• **WRITTEN REQUEST**:
Exactly as given, repeat all of the entries.

• **RECORDS FOR PROCESSING**:
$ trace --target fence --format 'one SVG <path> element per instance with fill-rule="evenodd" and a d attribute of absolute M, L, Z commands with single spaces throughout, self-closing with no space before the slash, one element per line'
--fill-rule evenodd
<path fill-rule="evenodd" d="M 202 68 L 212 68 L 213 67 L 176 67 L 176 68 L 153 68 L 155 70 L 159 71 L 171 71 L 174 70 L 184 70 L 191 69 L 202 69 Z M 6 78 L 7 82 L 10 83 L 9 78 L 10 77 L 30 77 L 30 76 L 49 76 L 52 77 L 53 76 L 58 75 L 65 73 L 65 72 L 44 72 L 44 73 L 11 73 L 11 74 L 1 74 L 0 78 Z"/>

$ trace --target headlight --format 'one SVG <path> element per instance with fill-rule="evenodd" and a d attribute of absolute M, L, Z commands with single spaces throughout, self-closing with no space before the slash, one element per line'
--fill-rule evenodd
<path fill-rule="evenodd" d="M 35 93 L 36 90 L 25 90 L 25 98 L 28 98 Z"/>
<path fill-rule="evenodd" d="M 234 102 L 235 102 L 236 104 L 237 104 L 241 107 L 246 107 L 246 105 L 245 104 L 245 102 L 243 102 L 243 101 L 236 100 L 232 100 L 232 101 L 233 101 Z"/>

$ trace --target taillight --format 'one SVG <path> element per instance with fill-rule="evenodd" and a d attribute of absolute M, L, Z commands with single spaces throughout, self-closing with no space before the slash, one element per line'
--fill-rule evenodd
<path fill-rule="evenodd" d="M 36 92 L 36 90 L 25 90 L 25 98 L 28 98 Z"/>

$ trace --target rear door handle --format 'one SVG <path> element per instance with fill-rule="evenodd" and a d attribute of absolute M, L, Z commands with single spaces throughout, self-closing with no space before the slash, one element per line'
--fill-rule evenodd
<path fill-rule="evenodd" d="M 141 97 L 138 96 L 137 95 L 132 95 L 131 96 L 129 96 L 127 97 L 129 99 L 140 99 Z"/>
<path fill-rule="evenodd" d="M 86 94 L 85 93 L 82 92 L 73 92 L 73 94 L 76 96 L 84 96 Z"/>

• **ANSWER FOR THIS EXERCISE**:
$ trace --target fence --format 'one SVG <path> element per instance with fill-rule="evenodd" and a d attribute of absolute M, L, Z commands with single spaces throughout, self-closing with no space before the slash, one element per line'
--fill-rule evenodd
<path fill-rule="evenodd" d="M 202 68 L 212 68 L 213 67 L 176 67 L 176 68 L 153 68 L 155 70 L 159 71 L 171 71 L 174 70 L 184 70 L 191 69 L 202 69 Z M 6 78 L 7 82 L 10 83 L 9 78 L 10 77 L 30 77 L 30 76 L 49 76 L 52 77 L 53 76 L 58 75 L 65 73 L 65 72 L 44 72 L 44 73 L 11 73 L 11 74 L 1 74 L 0 78 Z"/>

$ trace --target headlight --format 'one SVG <path> element per instance with fill-rule="evenodd" and a d attribute of absolute M, L, Z commands with single spaces throughout, self-closing with no space before the slash, one element per line'
--fill-rule evenodd
<path fill-rule="evenodd" d="M 35 93 L 36 90 L 25 90 L 25 98 L 28 98 Z"/>
<path fill-rule="evenodd" d="M 234 102 L 235 102 L 236 104 L 237 104 L 241 107 L 246 107 L 246 105 L 245 104 L 245 102 L 243 102 L 243 101 L 236 100 L 232 100 L 232 101 L 233 101 Z"/>

$ trace --target taillight --format 'one SVG <path> element per instance with fill-rule="evenodd" and a d attribute of absolute M, L, Z commands with single spaces throughout, self-closing with no space before the slash, one element per line'
--fill-rule evenodd
<path fill-rule="evenodd" d="M 36 92 L 36 90 L 25 90 L 25 98 L 28 98 Z"/>

$ trace --target rear door handle --format 'one SVG <path> element per instance with fill-rule="evenodd" and a d attribute of absolute M, L, Z commands with single spaces throughout, self-closing with no space before the slash, one element per line'
--fill-rule evenodd
<path fill-rule="evenodd" d="M 141 97 L 138 96 L 137 95 L 132 95 L 131 96 L 129 96 L 127 97 L 129 99 L 140 99 Z"/>
<path fill-rule="evenodd" d="M 86 94 L 85 93 L 82 92 L 73 92 L 73 94 L 76 96 L 84 96 Z"/>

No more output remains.